What you need to do:
**A.** In the text about Peter McWilliams below, what was the amount of his bond while he awaited sentencing?
**B.** Continue the text about Peter McWilliams from where it stops.

Given text:

Nick Gillespie notes that Peter McWilliams died ten years ago today. McWilliams was a resister of the War On Drugs. He was also one of its casualties.
McWilliams was very sick with AIDS and cancer, and the medicines he used made him nauseated, which he was able to ameliorate by smoking marijuana. The DEA charged McWilliams with various crimes in connection with a medical marijuana operation. Forbidden by the judge from mentioning his medical condition in court, he was forced to plead guilty and hope for leniency. While out on $250,000 bond for sentencing, and refraining from using marijuana as a condition of the bond secured by his mother’s house, he apparently vomited and choked to death.
I only know of McWilliams through his amazing book, Ain’t Nobody’s Business If You Do: The Absurdity of Consensual Crimes in a Free Country. It’s a passionate cry for freedom, the simple human freedom to do what we want as long as no one else gets hurt. Go ahead and click the link. That’s not an Amazon page, that’s the entire book, posted online for free the way McWilliams wanted it.

Given data:
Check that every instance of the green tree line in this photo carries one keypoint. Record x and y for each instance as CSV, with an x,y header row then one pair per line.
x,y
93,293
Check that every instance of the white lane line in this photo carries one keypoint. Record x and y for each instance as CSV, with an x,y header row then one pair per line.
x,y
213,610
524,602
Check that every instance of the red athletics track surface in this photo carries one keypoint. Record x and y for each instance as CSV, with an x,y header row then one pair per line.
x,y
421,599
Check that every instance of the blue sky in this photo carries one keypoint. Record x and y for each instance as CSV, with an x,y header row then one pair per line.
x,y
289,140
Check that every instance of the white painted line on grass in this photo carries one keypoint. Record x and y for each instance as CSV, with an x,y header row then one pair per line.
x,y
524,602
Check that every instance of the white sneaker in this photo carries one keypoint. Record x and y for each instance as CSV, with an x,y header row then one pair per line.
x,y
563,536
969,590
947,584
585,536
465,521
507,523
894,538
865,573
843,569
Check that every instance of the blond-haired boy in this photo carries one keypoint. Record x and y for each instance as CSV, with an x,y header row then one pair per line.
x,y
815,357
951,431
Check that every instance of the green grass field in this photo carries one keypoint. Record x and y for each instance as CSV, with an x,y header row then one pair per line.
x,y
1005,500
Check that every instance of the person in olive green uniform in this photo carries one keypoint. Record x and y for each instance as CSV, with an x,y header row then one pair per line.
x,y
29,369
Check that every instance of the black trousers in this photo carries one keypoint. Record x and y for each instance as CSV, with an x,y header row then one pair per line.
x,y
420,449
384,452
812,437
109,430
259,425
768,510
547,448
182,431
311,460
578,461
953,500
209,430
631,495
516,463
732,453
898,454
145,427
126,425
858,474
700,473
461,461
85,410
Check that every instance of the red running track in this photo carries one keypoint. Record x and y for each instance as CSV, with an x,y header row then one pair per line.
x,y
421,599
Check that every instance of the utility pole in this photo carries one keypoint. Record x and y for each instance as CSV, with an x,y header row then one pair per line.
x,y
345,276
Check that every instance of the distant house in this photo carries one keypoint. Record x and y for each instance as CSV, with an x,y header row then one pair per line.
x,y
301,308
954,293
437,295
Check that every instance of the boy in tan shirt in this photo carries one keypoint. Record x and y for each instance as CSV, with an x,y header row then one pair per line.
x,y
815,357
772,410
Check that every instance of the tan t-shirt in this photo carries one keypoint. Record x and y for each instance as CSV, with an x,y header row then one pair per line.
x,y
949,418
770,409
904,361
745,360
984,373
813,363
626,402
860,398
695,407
--
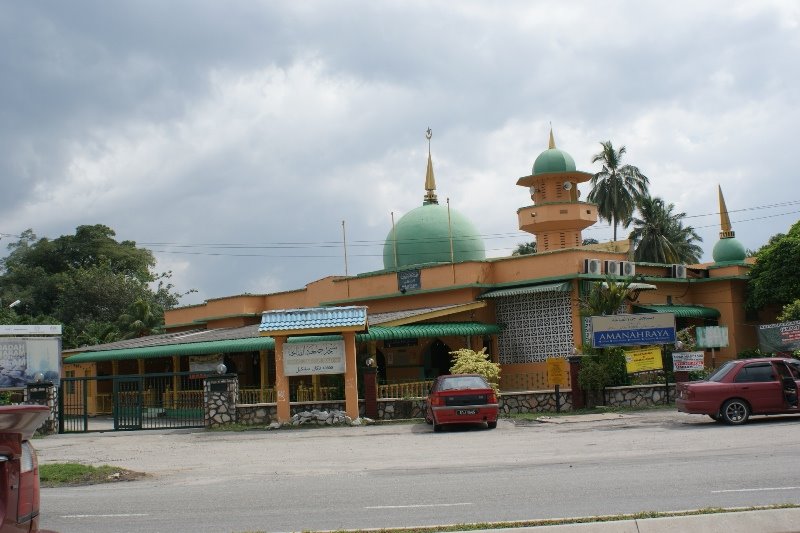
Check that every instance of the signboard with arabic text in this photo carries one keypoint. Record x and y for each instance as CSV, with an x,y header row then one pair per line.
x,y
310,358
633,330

Answers in order:
**A.** $250,000.

**B.**
This book has been a huge influence on my personal moral philosophy. I had already come to an intellectual conclusion that things like the War on Drugs were wrong, but I hadn’t really internalized the idea. Then I read a section in Ain’t Nobody’s Business If You Do where McWilliams describes getting a ticket for a traffic violation and later getting busted for smoking marijuana. He points out that the traffic violation presented a genuine danger to his fellow human beings, but using drugs harmed no one other than perhaps the user, so despite what the cops and the legislature and almost everyone thought, the traffic violation was the greater crime. In fact, using drugs was no crime at all. I realized that this crazy idea was something I could believe. And it changed everything.
The other thing I remember about McWillaims is his astonishment at the types of people who fought on the dark side:
I write these things and feel myself in mortal combat with a gnarly monster; then I remember the human faces of the kind people who tried to make me comfortable with small talk as they went through my belongings as neatly as they could. Then I remember, painfully, that the War on Drugs is a war fought by decent Americans against other decent Americans, and these people rifling through my belongings really were America’s best — bright young people willing to die for their country in covert action. It takes a special kind of person for that, and every Republic must have a generous number of them in order to survive.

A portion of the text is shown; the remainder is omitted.